§ Texto fuente
+ + +

Su último disco, Cable a tierra, hijo de la pandemia, de este tiempo introspectivo de reconectar con lo que de verdad importa en la vida, suena con una fuerza descomunal en directo. Son muchos los méritos del grupo, pero destaca por encima de todos su arrollador directo, dos horas y media frenéticas, con sorpresas y guiños a la tradición, como cuando Pucho tarareó La Tarara ante 35.000 personas entregadas a esta celebración ritual, o cuando cambió en varias ocasiones  las letras de algunas canciones. Los rituales de Vetusta Morla están vivos y abiertos a las sorpresas y a una energía salvaje, pero a la vez están minuciosamente preparados.  

Empezó el concierto con tres canciones seguidas de su último disco (maravillosa La virgen de la humanidad) antes de que, en mitad de la interpretación de El hombre del saco, un problema técnico dejara sin sonido y sin imágenes en las pantallas al concierto. Tardaron algo los miembros de la banda en saber lo que ocurría. Hubo cierto desconcierto inicial, pero de inmediato la reacción tanto del público como de los músicos fue excelente. El público siguió coreado la canción y Pucho animó a que nada nos impidiera disfrutar de esta noche, a la que hemos llegado después de una pandemia que se ha llevado a mucha gente y tiñó de negrura, renuncias y tristezas nuestras vidas.

+ + +

Datos de expresiones referenciales
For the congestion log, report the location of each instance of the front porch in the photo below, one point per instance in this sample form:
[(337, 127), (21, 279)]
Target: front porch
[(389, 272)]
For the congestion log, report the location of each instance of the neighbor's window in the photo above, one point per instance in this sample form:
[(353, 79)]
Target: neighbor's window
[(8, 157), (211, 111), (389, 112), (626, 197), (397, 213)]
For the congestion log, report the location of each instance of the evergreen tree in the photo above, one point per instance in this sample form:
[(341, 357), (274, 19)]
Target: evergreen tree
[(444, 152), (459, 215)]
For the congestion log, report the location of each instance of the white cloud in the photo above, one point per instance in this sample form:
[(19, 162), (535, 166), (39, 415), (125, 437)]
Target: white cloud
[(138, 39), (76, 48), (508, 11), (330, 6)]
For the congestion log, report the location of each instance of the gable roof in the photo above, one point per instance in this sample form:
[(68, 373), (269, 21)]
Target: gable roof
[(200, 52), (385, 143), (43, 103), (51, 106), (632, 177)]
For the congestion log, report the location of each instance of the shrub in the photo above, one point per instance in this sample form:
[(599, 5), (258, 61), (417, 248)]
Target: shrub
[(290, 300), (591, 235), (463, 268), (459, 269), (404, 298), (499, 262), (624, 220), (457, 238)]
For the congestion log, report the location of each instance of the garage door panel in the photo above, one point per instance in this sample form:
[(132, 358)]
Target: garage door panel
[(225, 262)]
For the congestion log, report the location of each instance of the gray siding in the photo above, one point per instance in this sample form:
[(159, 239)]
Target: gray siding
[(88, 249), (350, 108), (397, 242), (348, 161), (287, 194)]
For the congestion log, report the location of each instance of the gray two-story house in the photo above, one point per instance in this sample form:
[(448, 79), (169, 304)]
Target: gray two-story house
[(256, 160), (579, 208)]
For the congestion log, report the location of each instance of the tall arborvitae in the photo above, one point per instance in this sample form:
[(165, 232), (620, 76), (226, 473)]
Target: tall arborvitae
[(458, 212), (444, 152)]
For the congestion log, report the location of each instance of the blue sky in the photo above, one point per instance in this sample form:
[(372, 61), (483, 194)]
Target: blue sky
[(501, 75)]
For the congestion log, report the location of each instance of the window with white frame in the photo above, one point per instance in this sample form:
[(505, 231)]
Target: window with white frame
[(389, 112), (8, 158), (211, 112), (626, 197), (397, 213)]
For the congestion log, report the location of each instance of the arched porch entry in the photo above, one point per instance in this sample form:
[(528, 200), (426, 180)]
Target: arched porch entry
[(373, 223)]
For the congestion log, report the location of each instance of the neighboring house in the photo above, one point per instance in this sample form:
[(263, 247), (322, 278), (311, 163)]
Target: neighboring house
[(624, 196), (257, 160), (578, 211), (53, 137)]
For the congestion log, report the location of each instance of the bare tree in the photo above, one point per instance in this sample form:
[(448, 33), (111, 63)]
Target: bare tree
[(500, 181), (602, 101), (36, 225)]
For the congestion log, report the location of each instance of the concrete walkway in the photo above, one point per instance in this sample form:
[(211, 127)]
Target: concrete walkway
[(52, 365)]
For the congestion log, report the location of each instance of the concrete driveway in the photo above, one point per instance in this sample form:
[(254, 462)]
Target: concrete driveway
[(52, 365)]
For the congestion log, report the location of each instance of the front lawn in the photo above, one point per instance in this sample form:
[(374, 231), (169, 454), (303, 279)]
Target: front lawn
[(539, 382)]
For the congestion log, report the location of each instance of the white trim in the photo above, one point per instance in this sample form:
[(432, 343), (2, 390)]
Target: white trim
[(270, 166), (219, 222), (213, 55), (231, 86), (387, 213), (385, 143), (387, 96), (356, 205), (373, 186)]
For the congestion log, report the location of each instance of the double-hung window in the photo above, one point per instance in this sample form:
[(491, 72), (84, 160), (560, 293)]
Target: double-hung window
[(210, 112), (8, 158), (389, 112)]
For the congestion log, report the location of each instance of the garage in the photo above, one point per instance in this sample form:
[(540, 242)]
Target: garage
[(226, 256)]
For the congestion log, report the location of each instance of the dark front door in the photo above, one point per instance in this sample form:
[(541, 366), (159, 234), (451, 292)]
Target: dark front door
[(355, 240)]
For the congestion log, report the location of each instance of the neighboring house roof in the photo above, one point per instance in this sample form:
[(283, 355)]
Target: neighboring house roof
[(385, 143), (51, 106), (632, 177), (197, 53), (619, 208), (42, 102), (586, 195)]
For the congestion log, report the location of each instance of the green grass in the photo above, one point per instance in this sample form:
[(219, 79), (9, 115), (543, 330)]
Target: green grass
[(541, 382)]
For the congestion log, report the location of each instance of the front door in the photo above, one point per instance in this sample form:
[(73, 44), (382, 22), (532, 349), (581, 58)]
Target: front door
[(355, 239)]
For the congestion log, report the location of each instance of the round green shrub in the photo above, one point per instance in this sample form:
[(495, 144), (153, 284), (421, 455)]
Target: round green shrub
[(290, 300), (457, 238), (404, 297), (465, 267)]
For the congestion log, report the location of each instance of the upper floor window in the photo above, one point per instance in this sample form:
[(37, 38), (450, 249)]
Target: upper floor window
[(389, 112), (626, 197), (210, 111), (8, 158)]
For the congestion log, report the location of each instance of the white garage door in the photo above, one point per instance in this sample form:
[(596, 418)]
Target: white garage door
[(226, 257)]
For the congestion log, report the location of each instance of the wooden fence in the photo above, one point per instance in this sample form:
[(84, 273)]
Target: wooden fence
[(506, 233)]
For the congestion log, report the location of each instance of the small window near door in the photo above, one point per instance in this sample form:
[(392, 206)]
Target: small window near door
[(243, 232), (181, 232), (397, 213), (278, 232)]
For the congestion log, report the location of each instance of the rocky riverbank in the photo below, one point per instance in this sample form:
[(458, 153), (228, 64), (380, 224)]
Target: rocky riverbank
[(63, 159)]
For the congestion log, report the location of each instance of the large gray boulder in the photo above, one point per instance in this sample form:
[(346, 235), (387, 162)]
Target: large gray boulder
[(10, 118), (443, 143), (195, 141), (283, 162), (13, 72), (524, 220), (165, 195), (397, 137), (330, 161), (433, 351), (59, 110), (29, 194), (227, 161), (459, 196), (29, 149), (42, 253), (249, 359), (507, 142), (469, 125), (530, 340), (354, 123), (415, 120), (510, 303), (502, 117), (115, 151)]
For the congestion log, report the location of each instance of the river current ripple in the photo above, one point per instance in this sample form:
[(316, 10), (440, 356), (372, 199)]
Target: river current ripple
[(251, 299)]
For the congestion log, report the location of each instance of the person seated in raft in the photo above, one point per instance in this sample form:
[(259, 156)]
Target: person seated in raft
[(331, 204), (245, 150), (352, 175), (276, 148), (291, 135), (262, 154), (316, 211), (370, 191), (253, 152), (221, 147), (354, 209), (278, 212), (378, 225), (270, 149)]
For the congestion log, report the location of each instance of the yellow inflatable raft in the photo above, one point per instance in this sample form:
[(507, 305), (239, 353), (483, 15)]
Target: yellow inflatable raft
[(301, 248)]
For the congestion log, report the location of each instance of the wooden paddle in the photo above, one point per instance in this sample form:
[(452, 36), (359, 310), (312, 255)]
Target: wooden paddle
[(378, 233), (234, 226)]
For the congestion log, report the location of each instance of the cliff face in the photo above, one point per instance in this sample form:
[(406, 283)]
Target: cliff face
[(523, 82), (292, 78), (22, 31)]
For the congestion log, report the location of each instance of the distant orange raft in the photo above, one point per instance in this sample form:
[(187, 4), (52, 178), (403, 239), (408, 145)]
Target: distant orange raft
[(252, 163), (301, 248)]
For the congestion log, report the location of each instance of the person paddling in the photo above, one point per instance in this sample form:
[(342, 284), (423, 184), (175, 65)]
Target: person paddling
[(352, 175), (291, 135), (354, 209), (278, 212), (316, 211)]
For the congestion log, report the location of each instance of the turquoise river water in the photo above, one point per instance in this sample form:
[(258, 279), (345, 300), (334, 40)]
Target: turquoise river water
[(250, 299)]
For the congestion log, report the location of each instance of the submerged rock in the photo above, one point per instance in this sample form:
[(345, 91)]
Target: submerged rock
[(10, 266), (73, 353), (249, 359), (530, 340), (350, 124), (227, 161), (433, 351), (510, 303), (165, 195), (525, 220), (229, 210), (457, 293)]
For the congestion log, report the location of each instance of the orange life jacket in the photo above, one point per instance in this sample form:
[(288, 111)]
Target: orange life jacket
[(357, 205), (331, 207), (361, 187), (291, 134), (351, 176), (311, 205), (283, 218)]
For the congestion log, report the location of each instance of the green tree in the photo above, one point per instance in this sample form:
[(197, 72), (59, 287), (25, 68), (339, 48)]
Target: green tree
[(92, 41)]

+ + +

§ Problema 1
Responde, según la reseña del concierto:
(a) ¿Cómo se titula el último disco del grupo?
(b) ¿Cuánto dura el directo de la banda?
(c) ¿En qué canción se produjo el problema técnico?
§ Problema 2
Traduce al inglés esta oración de la reseña del concierto: "Tardaron algo los miembros de la banda en saber lo que ocurría."
§ Problema 3
Copia de la reseña del concierto el fragmento que comienza con "Empezó el concierto" y sigue hasta "tristezas nuestras vidas.".

§ Respuesta del ejercicio 1
(a) Cable a tierra.
(b) Dos horas y media.
(c) En El hombre del saco.

§ Respuesta del ejercicio 2
It took the band members a while to figure out what was happening.

§ Respuesta del ejercicio 3
Empezó el concierto con tres canciones seguidas de su último disco (maravillosa La virgen de la humanidad) antes de que, en mitad de la interpretación de El hombre del saco, un problema técnico dejara sin sonido y sin imágenes en las pantallas al concierto. Tardaron algo los miembros de la banda en saber lo que ocurría. Hubo cierto desconcierto inicial, pero de inmediato la reacción tanto del público como de los músicos fue excelente. El público siguió coreado la canción y Pucho animó a que nada nos impidiera disfrutar de esta noche, a la que hemos llegado después de una pandemia que se ha llevado a mucha gente y tiñó de negrura, renuncias y tristezas nuestras vidas.